**Exercise brief:**
In the court opinion in Noland v. Sun Life Assurance, which article of the Louisiana Civil Code sets the ten-year prescription period for personal actions?

Noland v. Sun Life Assurance
Noland v. Sun Life Assurance
Opinion
IN THE UNITED STATES COURT OF APPEALS
FOR THE FIFTH CIRCUIT
No. 00-30943 Summary Calendar
MARION L. NOLAND,
Plaintiff-Appellant,
versus
SUN LIFE ASSURANCE COMPANY OF CANADA,
Defendant-Appellee.
Appeal from the United States District Court for the Middle District of Louisiana (USDC No. 98-CV-751-C-M1) _______________________________________________________ March 19, 2001
Before REAVLEY, DeMOSS and BENAVIDES, Circuit Judges.
PER CURIAM:*
We affirm the district court’s summary judgment in favor of appellee Sun Life
Assurance Company of Canada (Sun Life), and essentially agree with the reasoning of the
district court set forth in its Order and Reasons.
* Pursuant to 5TH CIR. R. 47.5, the Court has determined that this opinion should not be published and is not precedent except under the limited circumstances set forth in 5TH CIR. R. 47.5.4. We assume without deciding that the disability plan offered by appellant Nolan’s
employer, Louisiana State University, was an employee benefit plan subject to the
Employee Retirement Income Security Act (ERISA),
29 U.S.C. §§ 1001-1461. We have
held that in a suit to recover benefits under an ERISA plan, we look to analogous state
law to determine the statute of limitations, and that under Louisiana law that state’s ten-
year prescription period for personal actions under article 3499 of the Louisiana Civil
Code is the most analogous state statute. See Hall v. Nat’l Gypsum Co.,
105 F.3d 225, 230(5th Cir. 1997); Kennedy v. Electricians Pension Plan, IBEW No. 995,
954 F.2d 1116, 1120(5th Cir. 1992).
We note that while Hall and Kennedy concerned ERISA benefit plans, neither case
involved a plan where the employee benefit was provided by an insurance policy. The
district court suggested that where the benefit in issue is claimed under an insurance
policy, as in the pending case, the most analogous state statute is § 22:213(A)(11) of the
Louisiana Revised Statutes, which is applicable to health and accident insurance and
provides for a one-year prescription period. See Order and Reasons at 3 n.1. We need
not decide this issue.

**Extracted material:**

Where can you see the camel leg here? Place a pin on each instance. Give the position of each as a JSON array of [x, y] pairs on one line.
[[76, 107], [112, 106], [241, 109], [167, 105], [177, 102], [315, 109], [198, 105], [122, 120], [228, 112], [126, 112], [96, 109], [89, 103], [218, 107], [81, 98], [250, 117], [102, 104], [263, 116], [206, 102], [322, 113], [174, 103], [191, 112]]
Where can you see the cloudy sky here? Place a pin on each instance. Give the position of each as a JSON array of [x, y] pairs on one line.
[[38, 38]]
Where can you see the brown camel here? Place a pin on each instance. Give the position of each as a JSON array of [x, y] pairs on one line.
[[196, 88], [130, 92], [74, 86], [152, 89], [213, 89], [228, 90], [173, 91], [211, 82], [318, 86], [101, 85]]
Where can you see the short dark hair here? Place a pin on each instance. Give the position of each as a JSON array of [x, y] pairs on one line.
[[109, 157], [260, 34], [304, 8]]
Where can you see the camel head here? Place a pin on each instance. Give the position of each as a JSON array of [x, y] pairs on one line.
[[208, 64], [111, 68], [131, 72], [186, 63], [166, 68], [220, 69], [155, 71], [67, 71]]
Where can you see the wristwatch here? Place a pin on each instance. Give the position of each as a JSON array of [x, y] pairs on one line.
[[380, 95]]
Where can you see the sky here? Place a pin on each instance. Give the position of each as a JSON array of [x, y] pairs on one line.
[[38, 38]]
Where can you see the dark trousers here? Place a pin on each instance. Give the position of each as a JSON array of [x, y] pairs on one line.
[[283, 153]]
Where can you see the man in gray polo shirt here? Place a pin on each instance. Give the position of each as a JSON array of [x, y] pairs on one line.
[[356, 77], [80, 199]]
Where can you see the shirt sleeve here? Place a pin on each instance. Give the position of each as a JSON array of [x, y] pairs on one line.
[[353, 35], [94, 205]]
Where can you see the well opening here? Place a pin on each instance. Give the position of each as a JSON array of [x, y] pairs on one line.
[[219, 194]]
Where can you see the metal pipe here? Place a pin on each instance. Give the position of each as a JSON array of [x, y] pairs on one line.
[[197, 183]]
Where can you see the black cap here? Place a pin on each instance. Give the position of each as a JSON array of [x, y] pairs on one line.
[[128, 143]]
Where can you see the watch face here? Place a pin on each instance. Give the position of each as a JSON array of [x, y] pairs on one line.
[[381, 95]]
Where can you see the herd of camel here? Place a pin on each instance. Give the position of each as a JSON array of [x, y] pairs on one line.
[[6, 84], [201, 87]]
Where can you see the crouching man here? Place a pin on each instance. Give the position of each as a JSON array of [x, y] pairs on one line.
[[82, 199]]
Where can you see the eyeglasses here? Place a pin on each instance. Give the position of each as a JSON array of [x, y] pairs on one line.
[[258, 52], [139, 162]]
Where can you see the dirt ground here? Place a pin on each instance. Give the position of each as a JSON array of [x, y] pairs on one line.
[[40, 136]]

**The output:**
Article 3499